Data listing
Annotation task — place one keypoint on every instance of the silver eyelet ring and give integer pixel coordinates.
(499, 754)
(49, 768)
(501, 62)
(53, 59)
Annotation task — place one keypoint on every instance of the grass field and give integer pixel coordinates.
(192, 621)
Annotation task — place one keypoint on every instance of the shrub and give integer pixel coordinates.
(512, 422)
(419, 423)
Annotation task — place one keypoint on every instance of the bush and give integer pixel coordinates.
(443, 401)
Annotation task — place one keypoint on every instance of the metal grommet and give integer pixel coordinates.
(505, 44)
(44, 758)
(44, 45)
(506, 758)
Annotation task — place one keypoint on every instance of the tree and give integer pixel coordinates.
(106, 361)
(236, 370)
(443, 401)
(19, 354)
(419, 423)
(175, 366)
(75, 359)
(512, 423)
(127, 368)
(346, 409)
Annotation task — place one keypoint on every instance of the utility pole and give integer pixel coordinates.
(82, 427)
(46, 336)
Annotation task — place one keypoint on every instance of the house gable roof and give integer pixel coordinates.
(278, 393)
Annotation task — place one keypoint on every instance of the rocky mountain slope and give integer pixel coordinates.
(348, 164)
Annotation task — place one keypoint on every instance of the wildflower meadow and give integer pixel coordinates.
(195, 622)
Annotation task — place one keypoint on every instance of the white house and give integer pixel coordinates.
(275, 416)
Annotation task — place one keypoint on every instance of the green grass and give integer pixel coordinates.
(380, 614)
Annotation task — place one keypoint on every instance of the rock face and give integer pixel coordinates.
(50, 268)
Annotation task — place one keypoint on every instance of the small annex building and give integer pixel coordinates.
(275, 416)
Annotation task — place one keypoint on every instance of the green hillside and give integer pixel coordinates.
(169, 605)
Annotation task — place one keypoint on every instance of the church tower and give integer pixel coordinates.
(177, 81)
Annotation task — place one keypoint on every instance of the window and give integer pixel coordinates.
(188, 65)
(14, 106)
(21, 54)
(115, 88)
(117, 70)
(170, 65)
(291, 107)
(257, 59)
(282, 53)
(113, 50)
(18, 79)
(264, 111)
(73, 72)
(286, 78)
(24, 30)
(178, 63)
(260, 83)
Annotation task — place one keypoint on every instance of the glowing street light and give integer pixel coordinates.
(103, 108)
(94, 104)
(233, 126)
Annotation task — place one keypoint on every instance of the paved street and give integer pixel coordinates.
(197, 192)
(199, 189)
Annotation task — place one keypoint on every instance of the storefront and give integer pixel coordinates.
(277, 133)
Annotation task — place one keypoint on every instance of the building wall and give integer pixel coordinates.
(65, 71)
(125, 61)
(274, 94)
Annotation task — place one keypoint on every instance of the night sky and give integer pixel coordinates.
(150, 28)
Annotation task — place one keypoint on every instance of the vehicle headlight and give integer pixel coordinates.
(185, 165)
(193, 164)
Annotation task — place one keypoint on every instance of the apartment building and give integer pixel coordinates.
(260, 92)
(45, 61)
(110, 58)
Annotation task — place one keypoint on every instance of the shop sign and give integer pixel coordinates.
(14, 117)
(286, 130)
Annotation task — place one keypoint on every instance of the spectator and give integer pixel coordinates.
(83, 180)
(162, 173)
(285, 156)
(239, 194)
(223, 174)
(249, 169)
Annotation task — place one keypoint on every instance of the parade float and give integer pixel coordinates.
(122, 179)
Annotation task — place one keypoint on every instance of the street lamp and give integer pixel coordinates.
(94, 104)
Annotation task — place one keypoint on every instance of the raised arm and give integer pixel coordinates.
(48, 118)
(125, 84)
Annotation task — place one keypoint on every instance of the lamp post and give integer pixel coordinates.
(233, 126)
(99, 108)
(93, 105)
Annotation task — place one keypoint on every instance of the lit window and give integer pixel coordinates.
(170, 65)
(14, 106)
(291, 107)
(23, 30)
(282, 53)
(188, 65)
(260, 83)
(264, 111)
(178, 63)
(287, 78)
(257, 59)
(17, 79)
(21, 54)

### DIRECTIONS FOR THIS TASK
The data above must be returned in full, exactly as written.

### ANSWER FOR THE TASK
Annotation task — place one keypoint on every instance of the silver eyelet ring and give integer pixel coordinates.
(499, 754)
(49, 768)
(501, 62)
(53, 59)
Annotation task — place one keypoint on every instance of the grass field and give integer pixel coordinates.
(192, 621)
Annotation task — place one keypoint on every instance of the shrub and give integer pixel coordinates.
(512, 422)
(419, 423)
Annotation task — place one keypoint on every instance of the bush and give integer pixel coordinates.
(443, 401)
Annotation task — place one keypoint on every instance of the metal grommet and give integer pixel coordinates.
(505, 44)
(44, 758)
(44, 45)
(506, 758)
Annotation task — place one keypoint on every instance of the tree and give integer pixel coordinates.
(106, 361)
(236, 370)
(443, 401)
(19, 354)
(419, 423)
(175, 366)
(75, 359)
(512, 423)
(127, 368)
(346, 409)
Annotation task — place one keypoint on every instance of the utility pole and give integer pixel coordinates.
(82, 427)
(46, 336)
Annotation task — place one keypoint on every instance of the house gable roof and give integer pixel coordinates.
(278, 393)
Annotation task — place one keypoint on every instance of the rocky mountain slope and give integer pixel coordinates.
(348, 164)
Annotation task — place one keypoint on every instance of the wildflower meadow and give integer pixel coordinates.
(195, 622)
Annotation task — place one keypoint on every instance of the white house and give integer pixel coordinates.
(275, 416)
Annotation task — place one keypoint on every instance of the green grass and give integer pixel coordinates.
(380, 614)
Annotation task — place one keypoint on every instance of the rock face and give integer pixel coordinates.
(50, 268)
Annotation task — place one keypoint on every instance of the small annex building and give integer pixel coordinates.
(275, 416)
Annotation task — place one keypoint on every instance of the green hillside and give integer pixel coordinates.
(169, 605)
Annotation task — place one keypoint on every instance of the church tower and give integer pixel coordinates.
(177, 81)
Annotation task — place one keypoint on every instance of the window and give integer pixel coordinates.
(188, 65)
(14, 106)
(21, 54)
(115, 88)
(117, 70)
(170, 65)
(291, 107)
(257, 59)
(282, 53)
(113, 50)
(18, 79)
(264, 111)
(73, 72)
(286, 78)
(24, 30)
(178, 63)
(260, 83)
Annotation task — place one keypoint on every instance of the glowing street light and give integer pixel coordinates.
(103, 108)
(94, 104)
(233, 126)
Annotation task — place one keypoint on every instance of the paved street and give integer pixel coordinates.
(197, 192)
(199, 189)
Annotation task — place one keypoint on every instance of the storefront and give integer pixel coordinates.
(277, 133)
Annotation task — place one keypoint on every instance of the building wall and give integer pixel coordinates.
(65, 71)
(125, 61)
(274, 94)
Annotation task — place one keypoint on every instance of the night sky and give integer pixel coordinates.
(150, 28)
Annotation task — place one keypoint on every instance of the vehicle headlight and give integer pixel coordinates.
(185, 165)
(193, 164)
Annotation task — place one keypoint on every instance of the apartment building and give integer pixel coordinates.
(260, 92)
(45, 61)
(110, 58)
Annotation task — place one keypoint on every instance of the shop sign and give integer pixel coordinates.
(14, 117)
(286, 130)
Annotation task — place one keypoint on every instance of the spectator and give integer pixel coordinates.
(83, 180)
(162, 173)
(285, 156)
(239, 194)
(223, 174)
(249, 169)
Annotation task — place one keypoint on every instance of the parade float and give integer pixel coordinates.
(122, 179)
Annotation task — place one keypoint on every instance of the street lamp and give integer pixel coordinates.
(94, 104)
Annotation task — place one keypoint on every instance of the raised arm and give integer pixel coordinates.
(48, 118)
(125, 84)
Annotation task — place one keypoint on every instance of the lamp post and give integer pixel coordinates.
(233, 126)
(99, 108)
(93, 105)
Annotation task — place one keypoint on every instance of the lit window and give integer pixel coordinates.
(170, 65)
(14, 106)
(291, 107)
(23, 30)
(282, 53)
(188, 65)
(260, 83)
(264, 111)
(178, 63)
(287, 78)
(257, 59)
(17, 79)
(21, 54)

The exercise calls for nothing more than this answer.